== Segment start ==

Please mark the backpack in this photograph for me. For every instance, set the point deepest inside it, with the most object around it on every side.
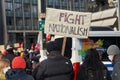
(92, 74)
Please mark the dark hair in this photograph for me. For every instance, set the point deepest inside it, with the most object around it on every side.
(92, 59)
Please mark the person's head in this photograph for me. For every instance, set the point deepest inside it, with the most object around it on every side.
(52, 46)
(112, 51)
(92, 58)
(18, 62)
(4, 63)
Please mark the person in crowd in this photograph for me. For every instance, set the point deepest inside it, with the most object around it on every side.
(1, 55)
(114, 55)
(17, 72)
(10, 54)
(56, 66)
(4, 66)
(92, 68)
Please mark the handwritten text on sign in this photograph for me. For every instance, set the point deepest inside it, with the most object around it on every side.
(67, 23)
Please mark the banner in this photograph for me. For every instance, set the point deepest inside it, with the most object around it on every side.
(67, 23)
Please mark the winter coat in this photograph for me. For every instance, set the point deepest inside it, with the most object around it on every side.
(84, 73)
(2, 76)
(55, 67)
(116, 68)
(17, 74)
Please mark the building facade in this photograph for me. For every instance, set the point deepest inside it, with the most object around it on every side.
(21, 21)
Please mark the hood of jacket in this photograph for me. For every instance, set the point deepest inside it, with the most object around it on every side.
(15, 74)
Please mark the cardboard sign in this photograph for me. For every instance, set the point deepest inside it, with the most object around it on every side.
(67, 23)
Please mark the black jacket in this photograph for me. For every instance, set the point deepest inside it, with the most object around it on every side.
(56, 67)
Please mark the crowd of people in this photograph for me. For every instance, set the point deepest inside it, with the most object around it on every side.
(26, 65)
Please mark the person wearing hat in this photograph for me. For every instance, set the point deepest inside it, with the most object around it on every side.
(113, 52)
(56, 66)
(17, 72)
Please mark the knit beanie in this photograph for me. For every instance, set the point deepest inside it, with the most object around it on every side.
(18, 62)
(113, 50)
(52, 46)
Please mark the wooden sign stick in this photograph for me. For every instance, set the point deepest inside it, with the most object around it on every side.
(63, 45)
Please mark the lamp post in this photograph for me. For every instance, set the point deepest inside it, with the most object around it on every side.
(118, 14)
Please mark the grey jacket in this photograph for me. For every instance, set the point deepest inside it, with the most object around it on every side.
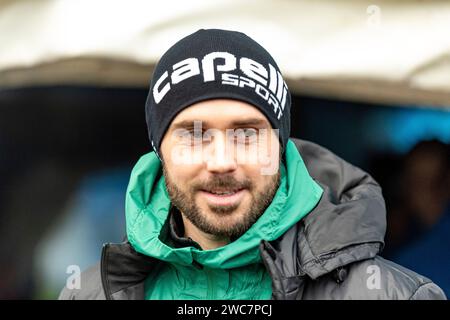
(330, 254)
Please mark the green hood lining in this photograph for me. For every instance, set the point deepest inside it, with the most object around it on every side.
(148, 203)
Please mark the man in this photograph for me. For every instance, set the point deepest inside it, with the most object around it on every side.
(228, 207)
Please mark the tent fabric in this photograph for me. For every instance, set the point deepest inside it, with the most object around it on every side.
(394, 52)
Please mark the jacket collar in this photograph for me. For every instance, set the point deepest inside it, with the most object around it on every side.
(347, 225)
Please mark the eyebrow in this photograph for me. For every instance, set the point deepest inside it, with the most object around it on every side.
(236, 123)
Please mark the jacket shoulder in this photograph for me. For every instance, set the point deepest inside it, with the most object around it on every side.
(378, 278)
(90, 286)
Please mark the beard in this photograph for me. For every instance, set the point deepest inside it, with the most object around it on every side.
(217, 220)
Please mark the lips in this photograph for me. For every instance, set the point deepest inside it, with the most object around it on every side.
(223, 197)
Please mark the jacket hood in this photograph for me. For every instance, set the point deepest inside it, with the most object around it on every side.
(148, 204)
(347, 225)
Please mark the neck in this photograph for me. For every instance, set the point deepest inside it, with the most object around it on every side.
(205, 240)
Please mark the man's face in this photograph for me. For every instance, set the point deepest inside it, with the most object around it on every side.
(217, 175)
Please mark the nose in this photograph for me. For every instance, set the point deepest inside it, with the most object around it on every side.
(220, 158)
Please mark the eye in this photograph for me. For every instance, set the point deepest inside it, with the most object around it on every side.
(246, 135)
(249, 132)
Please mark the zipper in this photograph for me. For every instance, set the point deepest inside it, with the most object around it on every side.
(103, 269)
(210, 292)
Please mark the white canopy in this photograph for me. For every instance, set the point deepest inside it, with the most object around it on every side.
(394, 52)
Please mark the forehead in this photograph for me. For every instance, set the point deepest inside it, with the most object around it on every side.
(221, 113)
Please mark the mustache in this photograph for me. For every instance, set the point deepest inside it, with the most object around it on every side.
(227, 182)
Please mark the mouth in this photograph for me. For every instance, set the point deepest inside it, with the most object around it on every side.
(223, 197)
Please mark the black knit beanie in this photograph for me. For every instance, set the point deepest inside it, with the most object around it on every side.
(211, 64)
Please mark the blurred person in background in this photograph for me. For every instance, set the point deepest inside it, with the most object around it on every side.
(424, 212)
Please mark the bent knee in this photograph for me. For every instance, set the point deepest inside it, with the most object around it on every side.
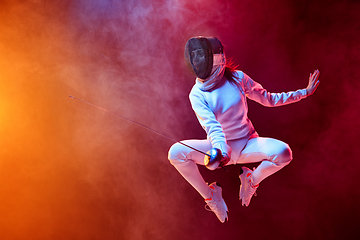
(176, 154)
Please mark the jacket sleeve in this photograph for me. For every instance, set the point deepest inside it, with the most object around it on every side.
(209, 123)
(256, 92)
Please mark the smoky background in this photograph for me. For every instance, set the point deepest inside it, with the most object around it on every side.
(71, 171)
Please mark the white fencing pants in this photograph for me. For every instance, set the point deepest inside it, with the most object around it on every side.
(273, 155)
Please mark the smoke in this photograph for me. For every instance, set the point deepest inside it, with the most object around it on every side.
(79, 172)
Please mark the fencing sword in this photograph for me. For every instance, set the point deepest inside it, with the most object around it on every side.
(212, 158)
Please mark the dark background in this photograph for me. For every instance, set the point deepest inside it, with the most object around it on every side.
(71, 171)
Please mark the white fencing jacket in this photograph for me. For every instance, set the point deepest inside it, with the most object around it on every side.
(222, 110)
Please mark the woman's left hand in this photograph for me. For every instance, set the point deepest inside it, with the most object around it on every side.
(313, 82)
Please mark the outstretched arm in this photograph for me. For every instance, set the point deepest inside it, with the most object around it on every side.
(256, 92)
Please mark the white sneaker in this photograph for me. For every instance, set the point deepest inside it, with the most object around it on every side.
(247, 190)
(216, 203)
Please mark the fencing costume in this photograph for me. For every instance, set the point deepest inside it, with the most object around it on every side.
(220, 106)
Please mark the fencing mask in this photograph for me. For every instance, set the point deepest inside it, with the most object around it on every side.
(199, 53)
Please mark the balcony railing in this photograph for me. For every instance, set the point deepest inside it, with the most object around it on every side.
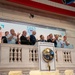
(25, 57)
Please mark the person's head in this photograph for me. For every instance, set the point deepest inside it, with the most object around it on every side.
(33, 32)
(41, 37)
(6, 33)
(12, 31)
(24, 33)
(56, 37)
(65, 38)
(51, 36)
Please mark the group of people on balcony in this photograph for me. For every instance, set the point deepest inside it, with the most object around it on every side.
(13, 38)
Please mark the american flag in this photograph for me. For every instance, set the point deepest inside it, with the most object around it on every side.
(55, 6)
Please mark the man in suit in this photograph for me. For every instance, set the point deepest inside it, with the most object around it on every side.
(23, 38)
(33, 38)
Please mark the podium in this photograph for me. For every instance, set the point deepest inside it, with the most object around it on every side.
(43, 66)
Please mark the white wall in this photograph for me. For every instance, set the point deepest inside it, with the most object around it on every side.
(24, 17)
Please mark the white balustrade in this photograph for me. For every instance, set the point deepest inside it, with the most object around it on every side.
(25, 57)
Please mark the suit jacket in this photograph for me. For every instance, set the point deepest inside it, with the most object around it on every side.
(24, 40)
(32, 39)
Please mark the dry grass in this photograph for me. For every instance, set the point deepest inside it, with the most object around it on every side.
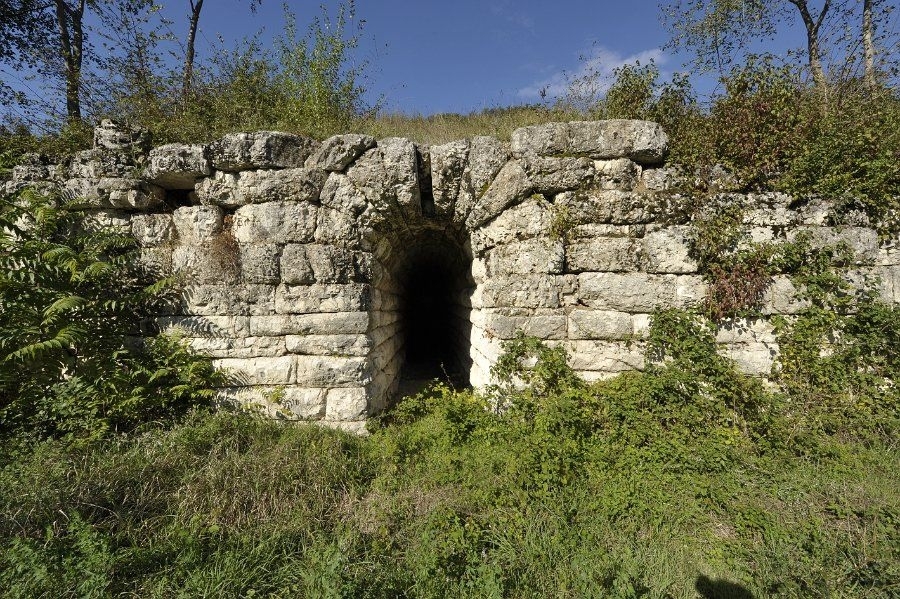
(442, 128)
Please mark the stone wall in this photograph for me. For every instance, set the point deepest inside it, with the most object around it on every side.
(321, 274)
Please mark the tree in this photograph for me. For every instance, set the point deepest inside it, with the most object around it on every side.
(720, 30)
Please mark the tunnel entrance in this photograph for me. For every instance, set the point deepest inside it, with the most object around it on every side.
(425, 305)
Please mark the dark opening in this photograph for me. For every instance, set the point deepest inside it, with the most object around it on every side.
(435, 285)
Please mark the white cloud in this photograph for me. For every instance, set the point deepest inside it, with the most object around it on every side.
(593, 76)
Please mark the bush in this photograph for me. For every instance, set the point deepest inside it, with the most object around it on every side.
(73, 299)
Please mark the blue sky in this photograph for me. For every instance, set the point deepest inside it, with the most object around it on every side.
(432, 56)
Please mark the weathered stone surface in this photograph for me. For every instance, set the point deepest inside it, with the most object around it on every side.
(195, 224)
(643, 142)
(618, 173)
(532, 218)
(110, 135)
(449, 164)
(309, 299)
(609, 206)
(540, 255)
(228, 300)
(231, 190)
(275, 222)
(330, 345)
(553, 175)
(331, 371)
(260, 371)
(346, 323)
(605, 356)
(260, 263)
(521, 291)
(503, 323)
(782, 297)
(667, 251)
(863, 241)
(639, 292)
(604, 254)
(509, 187)
(261, 149)
(130, 194)
(177, 166)
(152, 229)
(601, 324)
(346, 404)
(338, 152)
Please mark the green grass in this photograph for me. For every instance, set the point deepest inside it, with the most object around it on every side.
(565, 494)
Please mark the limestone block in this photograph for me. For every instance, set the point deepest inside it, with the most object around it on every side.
(550, 175)
(610, 206)
(538, 255)
(280, 370)
(503, 323)
(605, 356)
(643, 142)
(156, 260)
(250, 347)
(204, 264)
(544, 140)
(83, 189)
(337, 152)
(510, 186)
(206, 326)
(329, 345)
(346, 404)
(261, 149)
(346, 323)
(305, 264)
(531, 218)
(601, 324)
(387, 175)
(862, 240)
(177, 166)
(639, 292)
(520, 291)
(332, 371)
(308, 299)
(110, 135)
(337, 228)
(230, 300)
(667, 251)
(782, 297)
(618, 173)
(152, 229)
(130, 194)
(231, 190)
(260, 263)
(752, 358)
(275, 222)
(110, 219)
(662, 179)
(449, 163)
(197, 223)
(604, 254)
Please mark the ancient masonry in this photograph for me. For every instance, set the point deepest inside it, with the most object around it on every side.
(323, 274)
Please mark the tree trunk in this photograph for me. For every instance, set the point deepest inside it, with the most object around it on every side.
(71, 35)
(868, 44)
(188, 73)
(812, 44)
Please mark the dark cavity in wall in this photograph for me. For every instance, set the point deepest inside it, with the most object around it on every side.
(435, 285)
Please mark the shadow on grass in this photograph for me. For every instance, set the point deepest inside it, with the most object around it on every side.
(721, 589)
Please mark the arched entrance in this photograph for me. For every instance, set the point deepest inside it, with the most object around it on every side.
(422, 312)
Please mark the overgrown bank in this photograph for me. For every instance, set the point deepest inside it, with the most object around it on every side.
(689, 478)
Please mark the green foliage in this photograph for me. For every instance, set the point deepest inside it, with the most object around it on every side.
(651, 484)
(73, 298)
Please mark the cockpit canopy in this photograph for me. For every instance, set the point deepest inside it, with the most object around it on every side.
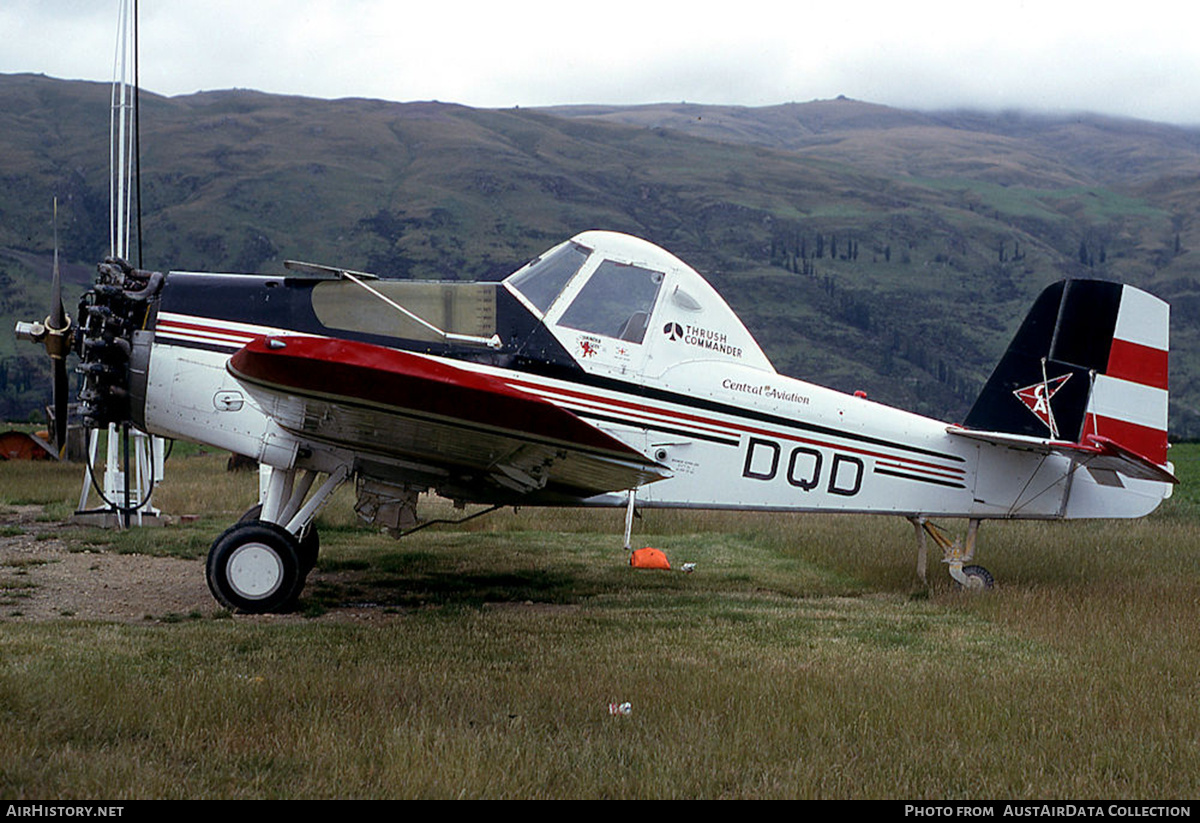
(617, 302)
(612, 302)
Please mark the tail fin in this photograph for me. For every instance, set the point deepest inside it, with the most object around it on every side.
(1090, 362)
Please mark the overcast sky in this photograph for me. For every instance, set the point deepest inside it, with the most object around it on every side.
(1134, 58)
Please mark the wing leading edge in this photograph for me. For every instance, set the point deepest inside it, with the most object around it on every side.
(463, 428)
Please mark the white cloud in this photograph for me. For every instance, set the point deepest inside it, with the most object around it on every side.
(1108, 56)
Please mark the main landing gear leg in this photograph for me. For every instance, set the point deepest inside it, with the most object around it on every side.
(261, 563)
(954, 553)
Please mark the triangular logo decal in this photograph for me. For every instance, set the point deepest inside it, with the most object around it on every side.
(1037, 400)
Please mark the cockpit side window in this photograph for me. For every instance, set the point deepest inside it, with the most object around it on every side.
(544, 278)
(617, 301)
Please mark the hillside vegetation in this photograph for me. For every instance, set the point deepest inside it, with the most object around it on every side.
(867, 247)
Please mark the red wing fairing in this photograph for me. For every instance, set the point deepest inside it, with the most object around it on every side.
(471, 430)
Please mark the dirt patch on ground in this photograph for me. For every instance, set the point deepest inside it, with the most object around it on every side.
(42, 580)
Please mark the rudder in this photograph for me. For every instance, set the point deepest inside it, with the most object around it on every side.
(1090, 360)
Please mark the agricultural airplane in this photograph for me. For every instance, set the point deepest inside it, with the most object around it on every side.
(605, 372)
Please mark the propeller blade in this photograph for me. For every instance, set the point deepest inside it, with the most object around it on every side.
(61, 397)
(58, 312)
(58, 325)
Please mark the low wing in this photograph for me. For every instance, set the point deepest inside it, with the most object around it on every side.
(1096, 452)
(455, 427)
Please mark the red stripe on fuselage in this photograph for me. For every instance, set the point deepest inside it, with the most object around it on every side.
(744, 428)
(378, 376)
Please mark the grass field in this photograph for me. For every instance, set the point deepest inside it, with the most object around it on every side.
(801, 660)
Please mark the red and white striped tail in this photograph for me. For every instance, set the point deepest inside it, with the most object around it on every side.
(1128, 401)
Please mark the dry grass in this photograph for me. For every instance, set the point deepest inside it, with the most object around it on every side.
(802, 659)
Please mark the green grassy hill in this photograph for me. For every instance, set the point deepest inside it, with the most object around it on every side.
(867, 247)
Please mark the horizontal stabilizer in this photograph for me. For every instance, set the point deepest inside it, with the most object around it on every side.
(1095, 452)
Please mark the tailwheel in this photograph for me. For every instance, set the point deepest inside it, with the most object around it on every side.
(955, 554)
(255, 568)
(977, 577)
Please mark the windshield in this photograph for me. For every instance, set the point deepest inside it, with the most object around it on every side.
(543, 280)
(616, 301)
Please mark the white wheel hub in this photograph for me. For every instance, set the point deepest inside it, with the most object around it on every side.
(255, 571)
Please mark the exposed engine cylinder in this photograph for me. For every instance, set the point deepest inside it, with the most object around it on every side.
(117, 307)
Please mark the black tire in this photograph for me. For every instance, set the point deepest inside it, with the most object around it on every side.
(255, 568)
(978, 577)
(310, 541)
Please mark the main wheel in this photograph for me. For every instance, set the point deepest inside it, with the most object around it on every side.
(978, 577)
(310, 541)
(255, 568)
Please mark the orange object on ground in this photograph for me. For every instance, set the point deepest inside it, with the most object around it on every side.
(649, 558)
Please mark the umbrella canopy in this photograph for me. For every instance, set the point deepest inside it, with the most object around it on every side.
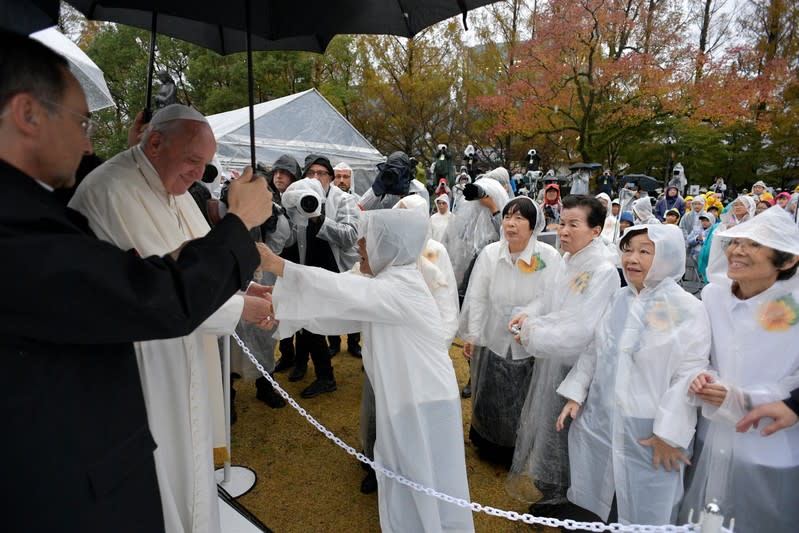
(26, 16)
(275, 25)
(647, 183)
(586, 166)
(308, 25)
(82, 67)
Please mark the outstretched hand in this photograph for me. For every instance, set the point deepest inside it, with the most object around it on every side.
(669, 456)
(571, 409)
(783, 416)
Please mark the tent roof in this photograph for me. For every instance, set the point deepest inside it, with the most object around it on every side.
(298, 124)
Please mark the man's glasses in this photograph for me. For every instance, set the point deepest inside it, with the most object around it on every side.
(88, 125)
(317, 173)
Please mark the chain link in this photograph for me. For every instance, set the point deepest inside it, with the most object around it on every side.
(460, 502)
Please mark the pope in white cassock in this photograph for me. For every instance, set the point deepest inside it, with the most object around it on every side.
(136, 200)
(419, 428)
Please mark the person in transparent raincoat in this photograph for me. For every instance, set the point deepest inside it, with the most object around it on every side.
(642, 211)
(508, 274)
(754, 360)
(633, 425)
(437, 272)
(419, 424)
(557, 330)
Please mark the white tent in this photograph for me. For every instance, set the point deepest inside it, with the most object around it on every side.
(299, 124)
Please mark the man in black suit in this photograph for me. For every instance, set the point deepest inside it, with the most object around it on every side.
(76, 446)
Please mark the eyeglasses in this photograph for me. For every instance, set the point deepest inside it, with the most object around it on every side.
(88, 125)
(316, 173)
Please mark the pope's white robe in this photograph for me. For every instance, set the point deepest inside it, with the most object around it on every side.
(126, 204)
(419, 428)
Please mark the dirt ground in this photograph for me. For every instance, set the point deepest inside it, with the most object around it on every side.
(307, 484)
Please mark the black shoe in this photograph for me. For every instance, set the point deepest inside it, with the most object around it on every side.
(233, 414)
(548, 510)
(355, 351)
(369, 483)
(318, 387)
(298, 372)
(284, 364)
(466, 392)
(267, 394)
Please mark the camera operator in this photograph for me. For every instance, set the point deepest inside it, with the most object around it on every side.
(395, 179)
(328, 242)
(442, 166)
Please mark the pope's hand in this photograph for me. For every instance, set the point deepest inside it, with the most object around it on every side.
(249, 199)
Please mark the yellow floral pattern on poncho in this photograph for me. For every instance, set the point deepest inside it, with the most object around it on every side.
(431, 255)
(661, 316)
(779, 315)
(535, 264)
(580, 282)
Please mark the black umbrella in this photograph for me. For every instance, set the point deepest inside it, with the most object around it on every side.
(647, 183)
(28, 16)
(586, 166)
(238, 25)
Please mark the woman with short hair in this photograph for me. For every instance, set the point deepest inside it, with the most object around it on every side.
(754, 360)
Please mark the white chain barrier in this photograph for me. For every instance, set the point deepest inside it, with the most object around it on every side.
(460, 502)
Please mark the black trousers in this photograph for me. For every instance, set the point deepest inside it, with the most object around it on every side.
(353, 340)
(316, 346)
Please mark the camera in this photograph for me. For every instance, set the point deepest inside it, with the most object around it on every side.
(473, 191)
(303, 198)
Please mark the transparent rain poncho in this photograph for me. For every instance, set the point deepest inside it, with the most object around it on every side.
(501, 285)
(472, 228)
(642, 211)
(632, 384)
(419, 423)
(754, 356)
(557, 331)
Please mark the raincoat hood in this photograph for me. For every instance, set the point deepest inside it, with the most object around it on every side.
(642, 209)
(669, 260)
(288, 164)
(773, 228)
(499, 174)
(394, 237)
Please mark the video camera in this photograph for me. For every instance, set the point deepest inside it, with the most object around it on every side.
(533, 160)
(303, 198)
(473, 191)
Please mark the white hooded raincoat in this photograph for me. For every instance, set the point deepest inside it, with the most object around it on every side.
(648, 346)
(419, 428)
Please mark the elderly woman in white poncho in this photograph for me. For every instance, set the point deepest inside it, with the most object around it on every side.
(633, 423)
(419, 428)
(754, 360)
(557, 330)
(508, 275)
(437, 272)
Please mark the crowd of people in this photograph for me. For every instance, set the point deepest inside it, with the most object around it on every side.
(605, 388)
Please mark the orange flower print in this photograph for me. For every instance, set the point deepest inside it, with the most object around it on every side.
(779, 315)
(579, 283)
(535, 264)
(431, 255)
(661, 316)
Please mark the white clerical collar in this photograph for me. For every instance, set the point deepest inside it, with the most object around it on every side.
(44, 185)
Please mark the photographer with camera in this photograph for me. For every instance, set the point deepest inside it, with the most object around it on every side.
(325, 224)
(395, 179)
(442, 165)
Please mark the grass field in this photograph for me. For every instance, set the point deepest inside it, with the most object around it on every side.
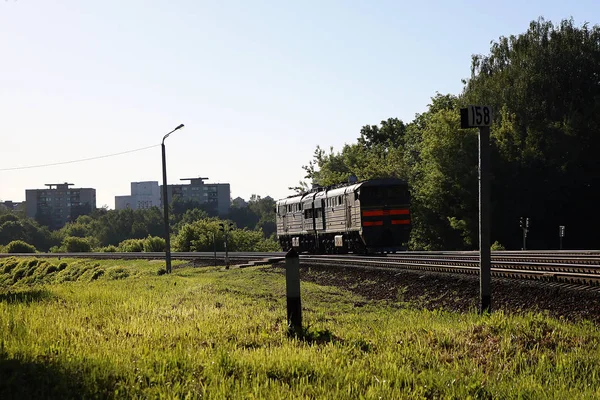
(117, 329)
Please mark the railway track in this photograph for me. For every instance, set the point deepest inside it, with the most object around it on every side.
(565, 267)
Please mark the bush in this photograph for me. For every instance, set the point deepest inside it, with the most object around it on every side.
(132, 245)
(73, 244)
(497, 246)
(154, 244)
(19, 246)
(108, 249)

== Segment end ==

* TASK OBJECTIVE:
Everything from the line containing "Please mark the railway" through the end of the entries above should be retyped exactly, and nothing else.

* REPLY:
Please mark the railway track in this photograph for me. For every instance, set the point deepest inside it, with the most object around it on every side.
(565, 267)
Please mark the bush in this photograph for me. For every instance, set the point deepest inside it, with the most object around it on every side.
(132, 245)
(73, 244)
(497, 246)
(154, 244)
(19, 246)
(108, 249)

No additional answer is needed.